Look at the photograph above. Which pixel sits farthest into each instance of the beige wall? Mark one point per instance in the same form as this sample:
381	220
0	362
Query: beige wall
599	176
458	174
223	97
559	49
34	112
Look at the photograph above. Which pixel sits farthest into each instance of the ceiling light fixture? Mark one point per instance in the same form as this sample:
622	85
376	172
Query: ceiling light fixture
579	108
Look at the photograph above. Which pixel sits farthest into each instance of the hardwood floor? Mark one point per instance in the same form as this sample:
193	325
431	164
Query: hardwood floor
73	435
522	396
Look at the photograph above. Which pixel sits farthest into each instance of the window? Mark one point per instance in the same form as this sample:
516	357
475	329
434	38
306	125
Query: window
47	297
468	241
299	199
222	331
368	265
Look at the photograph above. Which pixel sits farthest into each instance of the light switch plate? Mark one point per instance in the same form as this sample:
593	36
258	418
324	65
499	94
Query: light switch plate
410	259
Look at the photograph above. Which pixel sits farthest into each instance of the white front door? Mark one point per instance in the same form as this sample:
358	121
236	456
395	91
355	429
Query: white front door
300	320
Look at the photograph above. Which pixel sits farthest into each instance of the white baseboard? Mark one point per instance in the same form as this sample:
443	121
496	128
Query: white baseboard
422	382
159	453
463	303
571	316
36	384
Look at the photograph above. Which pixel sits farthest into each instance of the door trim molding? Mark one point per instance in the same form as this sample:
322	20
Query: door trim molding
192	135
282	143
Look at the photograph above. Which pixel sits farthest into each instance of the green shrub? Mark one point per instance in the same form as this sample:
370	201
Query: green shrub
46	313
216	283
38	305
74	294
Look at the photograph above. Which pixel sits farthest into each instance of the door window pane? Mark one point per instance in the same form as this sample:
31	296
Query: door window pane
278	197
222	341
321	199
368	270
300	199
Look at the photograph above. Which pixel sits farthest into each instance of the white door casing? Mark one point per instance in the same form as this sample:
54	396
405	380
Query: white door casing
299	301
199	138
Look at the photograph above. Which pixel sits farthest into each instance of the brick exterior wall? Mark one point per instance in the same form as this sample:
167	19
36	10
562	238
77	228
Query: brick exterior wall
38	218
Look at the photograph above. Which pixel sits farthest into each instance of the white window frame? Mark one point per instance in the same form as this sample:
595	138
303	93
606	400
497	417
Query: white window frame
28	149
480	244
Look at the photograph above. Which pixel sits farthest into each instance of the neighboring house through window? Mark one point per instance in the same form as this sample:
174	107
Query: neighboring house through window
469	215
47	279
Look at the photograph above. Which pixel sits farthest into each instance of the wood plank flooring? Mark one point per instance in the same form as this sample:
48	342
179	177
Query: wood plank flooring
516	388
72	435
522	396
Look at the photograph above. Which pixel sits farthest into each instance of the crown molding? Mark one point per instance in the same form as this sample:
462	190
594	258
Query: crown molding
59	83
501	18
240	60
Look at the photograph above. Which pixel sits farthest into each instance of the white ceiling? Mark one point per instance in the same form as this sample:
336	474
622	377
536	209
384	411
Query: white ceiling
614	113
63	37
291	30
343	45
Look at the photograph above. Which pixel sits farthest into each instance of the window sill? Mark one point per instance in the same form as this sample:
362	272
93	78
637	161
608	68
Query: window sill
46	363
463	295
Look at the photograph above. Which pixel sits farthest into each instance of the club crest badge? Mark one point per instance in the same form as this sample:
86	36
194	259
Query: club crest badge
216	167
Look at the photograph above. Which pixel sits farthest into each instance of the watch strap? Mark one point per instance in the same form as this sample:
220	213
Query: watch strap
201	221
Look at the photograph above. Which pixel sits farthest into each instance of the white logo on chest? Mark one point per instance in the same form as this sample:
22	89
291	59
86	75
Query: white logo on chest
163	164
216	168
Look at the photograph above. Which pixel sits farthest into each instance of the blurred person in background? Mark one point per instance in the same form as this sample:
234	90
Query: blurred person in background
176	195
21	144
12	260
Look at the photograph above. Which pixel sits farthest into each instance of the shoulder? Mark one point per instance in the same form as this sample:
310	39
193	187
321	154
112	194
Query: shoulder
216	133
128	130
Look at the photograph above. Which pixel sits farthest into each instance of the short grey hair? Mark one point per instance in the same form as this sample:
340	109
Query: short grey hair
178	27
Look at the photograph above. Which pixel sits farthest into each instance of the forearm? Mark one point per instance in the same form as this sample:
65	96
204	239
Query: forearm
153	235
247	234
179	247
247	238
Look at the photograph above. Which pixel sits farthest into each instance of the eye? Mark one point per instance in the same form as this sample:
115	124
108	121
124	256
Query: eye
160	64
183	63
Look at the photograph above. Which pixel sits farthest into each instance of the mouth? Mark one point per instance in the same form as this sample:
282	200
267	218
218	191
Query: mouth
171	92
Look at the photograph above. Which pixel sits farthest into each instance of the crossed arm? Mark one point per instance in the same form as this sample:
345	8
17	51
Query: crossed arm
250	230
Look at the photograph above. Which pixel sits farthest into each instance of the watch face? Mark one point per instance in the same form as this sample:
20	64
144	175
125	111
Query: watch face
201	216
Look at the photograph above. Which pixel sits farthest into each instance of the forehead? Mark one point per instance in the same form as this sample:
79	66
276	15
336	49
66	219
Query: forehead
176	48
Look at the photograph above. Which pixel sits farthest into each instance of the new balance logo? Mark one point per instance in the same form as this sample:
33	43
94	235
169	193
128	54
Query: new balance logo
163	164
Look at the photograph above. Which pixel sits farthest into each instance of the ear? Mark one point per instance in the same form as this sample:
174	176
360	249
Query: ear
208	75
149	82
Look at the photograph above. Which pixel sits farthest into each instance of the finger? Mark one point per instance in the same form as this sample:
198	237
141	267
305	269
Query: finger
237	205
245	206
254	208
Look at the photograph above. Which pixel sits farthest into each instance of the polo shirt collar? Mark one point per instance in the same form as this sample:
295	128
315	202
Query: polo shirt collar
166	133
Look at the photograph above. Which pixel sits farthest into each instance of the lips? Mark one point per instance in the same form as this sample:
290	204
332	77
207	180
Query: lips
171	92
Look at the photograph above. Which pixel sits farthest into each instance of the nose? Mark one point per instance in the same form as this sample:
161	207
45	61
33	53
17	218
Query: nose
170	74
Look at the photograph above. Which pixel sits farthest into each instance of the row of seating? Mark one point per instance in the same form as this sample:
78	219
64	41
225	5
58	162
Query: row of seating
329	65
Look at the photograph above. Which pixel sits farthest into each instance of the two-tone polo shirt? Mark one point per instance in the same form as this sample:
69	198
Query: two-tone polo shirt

EXERCISE INSTRUCTIONS:
What lines in the material above contain the word "tone"? Copy them out.

ANSWER SPACE:
Look at the photograph above. Which pixel sits farthest into each instance of the two-tone polo shirt? Mark one point per instance in the same form as this sample:
Query: two-tone polo shirt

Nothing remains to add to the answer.